アイス性能はシビアに評価したので判断分かれる

 スタッドレスタイヤとしての本質を探るならやはりアイス性能でしょう。今回のレポートで「AW-1」に対し、「街中」と「スキー場へ続く山間部の峠」の2か所で評価しました。

 結果としてパフォーマンスに差異を感じました。また従来の「ESSN-1」から劇的に向上した、とは強く言い切れず。逆に言えば「ESSN-1」で既に相応のパフォーマンスを備えていたかと。

 たまたまでしょう。信号待ちで停車したその場、側道の方へ傾斜がきつくしかも補修跡があり凹凸に。発進すると側道側へズリズリと滑る。凹凸と傾斜とアイス路の組み合わせであれれ?が起きた。当然乗り越え直進キープで行くものと思っていたばかりに少し動揺。

◆ データ:
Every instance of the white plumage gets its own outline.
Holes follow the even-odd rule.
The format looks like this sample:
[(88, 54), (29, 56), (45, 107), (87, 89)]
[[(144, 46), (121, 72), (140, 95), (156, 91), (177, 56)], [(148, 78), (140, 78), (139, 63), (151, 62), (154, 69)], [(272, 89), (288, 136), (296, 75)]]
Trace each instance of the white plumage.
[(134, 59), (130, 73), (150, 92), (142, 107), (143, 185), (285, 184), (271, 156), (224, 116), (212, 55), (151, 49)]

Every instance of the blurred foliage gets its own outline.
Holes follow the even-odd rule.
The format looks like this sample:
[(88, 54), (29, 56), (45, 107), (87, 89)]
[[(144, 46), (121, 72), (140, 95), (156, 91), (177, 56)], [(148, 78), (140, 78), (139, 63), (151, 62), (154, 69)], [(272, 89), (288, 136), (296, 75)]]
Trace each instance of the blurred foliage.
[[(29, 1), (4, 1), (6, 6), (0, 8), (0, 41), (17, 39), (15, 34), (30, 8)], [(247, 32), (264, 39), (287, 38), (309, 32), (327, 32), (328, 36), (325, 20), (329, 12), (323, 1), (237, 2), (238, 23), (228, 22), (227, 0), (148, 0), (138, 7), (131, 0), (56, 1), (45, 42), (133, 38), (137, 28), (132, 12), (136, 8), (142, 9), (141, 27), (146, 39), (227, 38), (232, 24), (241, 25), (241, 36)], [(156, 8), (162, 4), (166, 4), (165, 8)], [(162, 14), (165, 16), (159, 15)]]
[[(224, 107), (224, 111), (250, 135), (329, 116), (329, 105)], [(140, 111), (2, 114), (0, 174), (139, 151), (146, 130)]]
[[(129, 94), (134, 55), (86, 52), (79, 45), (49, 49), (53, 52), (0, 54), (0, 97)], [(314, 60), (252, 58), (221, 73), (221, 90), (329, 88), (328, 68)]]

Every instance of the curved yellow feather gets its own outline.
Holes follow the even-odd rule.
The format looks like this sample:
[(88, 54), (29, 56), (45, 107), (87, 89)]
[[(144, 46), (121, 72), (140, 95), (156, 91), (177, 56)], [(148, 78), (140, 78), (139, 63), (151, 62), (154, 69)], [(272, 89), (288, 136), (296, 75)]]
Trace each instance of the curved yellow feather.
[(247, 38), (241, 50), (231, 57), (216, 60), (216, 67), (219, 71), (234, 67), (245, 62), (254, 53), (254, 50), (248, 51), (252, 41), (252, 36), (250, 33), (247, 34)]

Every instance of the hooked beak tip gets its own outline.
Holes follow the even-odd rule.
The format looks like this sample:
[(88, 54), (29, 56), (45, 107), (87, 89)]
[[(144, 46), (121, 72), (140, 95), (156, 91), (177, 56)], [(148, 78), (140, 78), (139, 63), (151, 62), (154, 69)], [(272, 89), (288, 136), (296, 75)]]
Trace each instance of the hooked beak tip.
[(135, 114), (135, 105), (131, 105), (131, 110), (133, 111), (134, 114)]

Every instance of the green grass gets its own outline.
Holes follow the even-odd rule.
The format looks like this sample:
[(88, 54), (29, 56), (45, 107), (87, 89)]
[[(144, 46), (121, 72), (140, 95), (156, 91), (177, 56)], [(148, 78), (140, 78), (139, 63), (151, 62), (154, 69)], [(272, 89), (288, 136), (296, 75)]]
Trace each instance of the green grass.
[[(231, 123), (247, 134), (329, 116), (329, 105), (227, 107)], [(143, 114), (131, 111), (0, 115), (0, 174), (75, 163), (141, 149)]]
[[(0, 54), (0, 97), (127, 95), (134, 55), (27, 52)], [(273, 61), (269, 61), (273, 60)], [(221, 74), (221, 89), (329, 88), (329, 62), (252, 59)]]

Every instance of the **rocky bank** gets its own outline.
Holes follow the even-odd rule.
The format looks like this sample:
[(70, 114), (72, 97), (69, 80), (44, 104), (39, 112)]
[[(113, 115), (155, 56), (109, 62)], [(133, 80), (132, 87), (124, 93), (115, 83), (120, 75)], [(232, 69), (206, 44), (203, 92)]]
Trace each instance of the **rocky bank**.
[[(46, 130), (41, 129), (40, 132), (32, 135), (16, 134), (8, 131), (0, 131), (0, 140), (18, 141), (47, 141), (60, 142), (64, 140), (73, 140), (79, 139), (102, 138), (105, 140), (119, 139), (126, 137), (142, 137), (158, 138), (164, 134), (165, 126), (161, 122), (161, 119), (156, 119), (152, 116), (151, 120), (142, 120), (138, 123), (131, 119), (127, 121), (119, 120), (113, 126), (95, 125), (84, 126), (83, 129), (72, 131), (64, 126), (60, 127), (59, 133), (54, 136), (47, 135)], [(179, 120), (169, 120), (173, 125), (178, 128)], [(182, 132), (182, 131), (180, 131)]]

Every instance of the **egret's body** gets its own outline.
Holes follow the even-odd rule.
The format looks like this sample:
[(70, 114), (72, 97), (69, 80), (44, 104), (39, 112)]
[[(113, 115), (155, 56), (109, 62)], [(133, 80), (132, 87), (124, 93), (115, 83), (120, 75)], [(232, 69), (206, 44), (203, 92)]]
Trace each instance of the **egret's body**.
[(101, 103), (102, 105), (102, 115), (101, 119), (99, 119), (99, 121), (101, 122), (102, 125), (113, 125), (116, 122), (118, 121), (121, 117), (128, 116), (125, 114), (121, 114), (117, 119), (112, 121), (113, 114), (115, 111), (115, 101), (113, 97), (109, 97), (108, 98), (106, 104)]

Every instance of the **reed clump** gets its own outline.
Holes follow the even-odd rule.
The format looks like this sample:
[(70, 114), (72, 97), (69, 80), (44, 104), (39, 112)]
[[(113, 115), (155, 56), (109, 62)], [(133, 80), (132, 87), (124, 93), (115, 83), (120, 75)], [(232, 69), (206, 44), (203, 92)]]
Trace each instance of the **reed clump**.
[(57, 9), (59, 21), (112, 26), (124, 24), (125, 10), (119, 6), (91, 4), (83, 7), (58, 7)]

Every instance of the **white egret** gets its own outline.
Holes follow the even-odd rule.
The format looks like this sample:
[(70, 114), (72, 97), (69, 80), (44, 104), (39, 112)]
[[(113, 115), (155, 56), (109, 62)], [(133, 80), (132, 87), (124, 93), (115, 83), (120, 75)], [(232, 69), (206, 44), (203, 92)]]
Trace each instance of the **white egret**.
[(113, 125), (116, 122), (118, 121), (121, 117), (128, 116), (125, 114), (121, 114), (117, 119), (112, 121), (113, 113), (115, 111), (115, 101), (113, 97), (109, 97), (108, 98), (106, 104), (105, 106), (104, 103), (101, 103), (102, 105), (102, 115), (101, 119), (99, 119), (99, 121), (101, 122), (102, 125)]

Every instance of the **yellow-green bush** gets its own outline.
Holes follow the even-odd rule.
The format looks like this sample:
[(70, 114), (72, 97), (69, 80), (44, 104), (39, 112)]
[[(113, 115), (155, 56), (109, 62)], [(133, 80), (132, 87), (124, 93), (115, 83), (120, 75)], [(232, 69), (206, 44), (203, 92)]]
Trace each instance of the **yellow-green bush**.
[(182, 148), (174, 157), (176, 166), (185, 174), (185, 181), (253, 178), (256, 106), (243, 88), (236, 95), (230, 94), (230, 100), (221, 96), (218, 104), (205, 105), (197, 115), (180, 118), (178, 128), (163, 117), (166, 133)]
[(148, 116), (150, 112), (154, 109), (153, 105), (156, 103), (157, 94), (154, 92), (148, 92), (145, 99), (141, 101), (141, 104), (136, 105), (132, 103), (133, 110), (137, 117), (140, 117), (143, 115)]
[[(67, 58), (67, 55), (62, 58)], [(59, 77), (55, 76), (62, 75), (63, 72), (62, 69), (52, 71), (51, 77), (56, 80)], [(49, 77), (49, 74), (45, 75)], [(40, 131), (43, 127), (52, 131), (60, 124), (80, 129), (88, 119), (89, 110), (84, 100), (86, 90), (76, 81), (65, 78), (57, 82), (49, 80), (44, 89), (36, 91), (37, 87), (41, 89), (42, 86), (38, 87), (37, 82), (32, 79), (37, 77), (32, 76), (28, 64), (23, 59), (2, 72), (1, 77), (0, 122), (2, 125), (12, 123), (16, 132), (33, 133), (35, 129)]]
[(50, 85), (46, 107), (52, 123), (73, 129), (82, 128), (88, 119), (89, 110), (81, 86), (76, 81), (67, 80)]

◆ 演習課題:
1. 提示テキストのうち、「アイス性能はシビアに評価したので判断分かれる」で始まり「思っていたばかりに少し動揺。」まで続く部分をそのまま出力してください。
2. 提示テキストによると、「AW-1」のアイス性能はどの2か所で評価されましたか。
3. 提示テキストの内容を2文で要約してください。
ここでの作業に行は使いません。

◆ 課題の解答:
1.
アイス性能はシビアに評価したので判断分かれる

 スタッドレスタイヤとしての本質を探るならやはりアイス性能でしょう。今回のレポートで「AW-1」に対し、「街中」と「スキー場へ続く山間部の峠」の2か所で評価しました。

 結果としてパフォーマンスに差異を感じました。また従来の「ESSN-1」から劇的に向上した、とは強く言い切れず。逆に言えば「ESSN-1」で既に相応のパフォーマンスを備えていたかと。

 たまたまでしょう。信号待ちで停車したその場、側道の方へ傾斜がきつくしかも補修跡があり凹凸に。発進すると側道側へズリズリと滑る。凹凸と傾斜とアイス路の組み合わせであれれ?が起きた。当然乗り越え直進キープで行くものと思っていたばかりに少し動揺。

2. 「街中」と「スキー場へ続く山間部の峠」の2か所です。

3. 「AW-1」のアイス性能を街中とスキー場へ続く山間部の峠で評価したところ、パフォーマンスに差異が感じられ、従来の「ESSN-1」から劇的に向上したとは言い切れなかった。信号待ちの後、傾斜があり補修跡で凹凸になったアイス路で発進すると、側道側へ滑った。